— START Excerpted text —

Dissaving is negative saving. If spending is greater than disposable income, dissaving is taking place. This spending is financed by already accumulated savings, such as money in a savings account, or it can be borrowed. Household dissaving therefore corresponds to an absolute decrease in their financial investments.

Usually dissavings start after retirement, when an individual starts deducting money from the amount that he has been saving during his life time. There are also other reasons for dissavings; like big purchases, huge events, and emergencies. 
On the macro level, also governments could reach a certain situation where they start dissaving from their accumulated funds.

Why people save
Savings is when an income contributor keeps a certain amount of the income on a side (saving account) and start having an accumulative amount of money based on their savings. People usually save money for certain reasons such as: 
1- Emergencies are those unexpected emerging events that might happen in a persons life and that might need a certain amount of money in order for it to be satisfied/solved (such as a health emergency, unexpected damage in some equipment, etc…). In such cases, having financial security can help reduces the chances of borrowing money or taking loans.

— END Excerpted text —

**Goals**
**A)** In the dissaving text, when do dissavings usually start?
**B)** Copy out the rows from the line containing "segment the standing tiger" through the last line of the rows, including both of those lines.

— START Information supplied —

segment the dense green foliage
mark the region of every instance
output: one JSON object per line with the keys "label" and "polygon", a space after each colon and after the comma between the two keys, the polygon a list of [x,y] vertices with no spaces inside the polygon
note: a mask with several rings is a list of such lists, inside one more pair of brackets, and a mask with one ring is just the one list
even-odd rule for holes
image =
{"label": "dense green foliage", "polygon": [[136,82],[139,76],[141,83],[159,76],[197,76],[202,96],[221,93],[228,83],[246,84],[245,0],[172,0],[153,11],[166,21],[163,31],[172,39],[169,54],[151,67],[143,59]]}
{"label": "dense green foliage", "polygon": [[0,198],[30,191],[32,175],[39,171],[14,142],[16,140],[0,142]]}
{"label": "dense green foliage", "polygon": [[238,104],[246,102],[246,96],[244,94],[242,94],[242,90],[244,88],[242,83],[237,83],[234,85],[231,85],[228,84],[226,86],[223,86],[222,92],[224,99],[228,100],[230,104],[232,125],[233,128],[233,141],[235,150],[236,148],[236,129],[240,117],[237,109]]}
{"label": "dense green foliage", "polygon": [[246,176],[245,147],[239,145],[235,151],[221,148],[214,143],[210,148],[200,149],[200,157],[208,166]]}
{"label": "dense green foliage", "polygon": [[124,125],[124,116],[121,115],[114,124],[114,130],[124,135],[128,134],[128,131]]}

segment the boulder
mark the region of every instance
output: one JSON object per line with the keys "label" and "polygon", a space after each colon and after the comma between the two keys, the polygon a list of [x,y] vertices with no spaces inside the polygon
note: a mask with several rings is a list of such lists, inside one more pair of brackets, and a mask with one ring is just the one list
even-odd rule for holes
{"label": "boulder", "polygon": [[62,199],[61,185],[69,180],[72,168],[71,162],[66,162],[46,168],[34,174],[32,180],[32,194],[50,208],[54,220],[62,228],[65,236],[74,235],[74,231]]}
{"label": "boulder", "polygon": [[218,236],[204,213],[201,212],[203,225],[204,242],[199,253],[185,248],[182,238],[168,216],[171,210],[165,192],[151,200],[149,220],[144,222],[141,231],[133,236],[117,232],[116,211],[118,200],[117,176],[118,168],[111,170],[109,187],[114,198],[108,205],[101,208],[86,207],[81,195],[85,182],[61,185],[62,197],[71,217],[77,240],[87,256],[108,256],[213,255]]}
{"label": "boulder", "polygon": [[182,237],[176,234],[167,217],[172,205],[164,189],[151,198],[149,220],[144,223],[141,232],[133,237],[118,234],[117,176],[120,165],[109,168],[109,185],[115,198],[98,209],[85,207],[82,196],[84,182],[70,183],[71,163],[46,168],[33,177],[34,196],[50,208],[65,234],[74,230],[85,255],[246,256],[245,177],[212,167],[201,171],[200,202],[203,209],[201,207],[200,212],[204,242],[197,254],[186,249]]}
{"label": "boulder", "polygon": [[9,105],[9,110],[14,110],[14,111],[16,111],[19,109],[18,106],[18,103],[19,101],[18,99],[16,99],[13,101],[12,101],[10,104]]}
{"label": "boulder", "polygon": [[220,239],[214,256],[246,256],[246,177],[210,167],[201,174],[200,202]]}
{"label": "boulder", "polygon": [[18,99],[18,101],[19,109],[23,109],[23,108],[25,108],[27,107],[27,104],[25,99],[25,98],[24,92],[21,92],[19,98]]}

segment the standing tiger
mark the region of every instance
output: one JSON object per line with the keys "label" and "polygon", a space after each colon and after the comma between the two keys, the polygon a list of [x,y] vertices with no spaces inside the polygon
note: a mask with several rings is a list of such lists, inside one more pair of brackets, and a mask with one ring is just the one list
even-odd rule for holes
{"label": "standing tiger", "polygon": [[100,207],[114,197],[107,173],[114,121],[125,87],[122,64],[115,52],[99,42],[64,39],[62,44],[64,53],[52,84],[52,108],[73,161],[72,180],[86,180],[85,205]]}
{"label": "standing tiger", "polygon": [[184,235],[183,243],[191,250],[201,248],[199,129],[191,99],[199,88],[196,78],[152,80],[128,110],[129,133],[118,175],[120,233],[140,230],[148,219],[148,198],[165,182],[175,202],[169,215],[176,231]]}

— END Information supplied —

**Worked answers**
**A)** Usually after retirement.

**B)**
segment the standing tiger
mark the region of every instance
output: one JSON object per line with the keys "label" and "polygon", a space after each colon and after the comma between the two keys, the polygon a list of [x,y] vertices with no spaces inside the polygon
note: a mask with several rings is a list of such lists, inside one more pair of brackets, and a mask with one ring is just the one list
even-odd rule for holes
{"label": "standing tiger", "polygon": [[100,207],[114,197],[107,173],[114,121],[125,87],[122,64],[115,52],[99,42],[64,39],[62,44],[64,53],[52,84],[52,108],[73,161],[72,180],[86,180],[85,205]]}
{"label": "standing tiger", "polygon": [[184,235],[183,243],[191,250],[201,248],[199,129],[191,99],[199,88],[196,78],[152,80],[128,110],[129,133],[118,175],[120,233],[140,230],[148,219],[148,198],[165,182],[175,202],[169,215],[176,231]]}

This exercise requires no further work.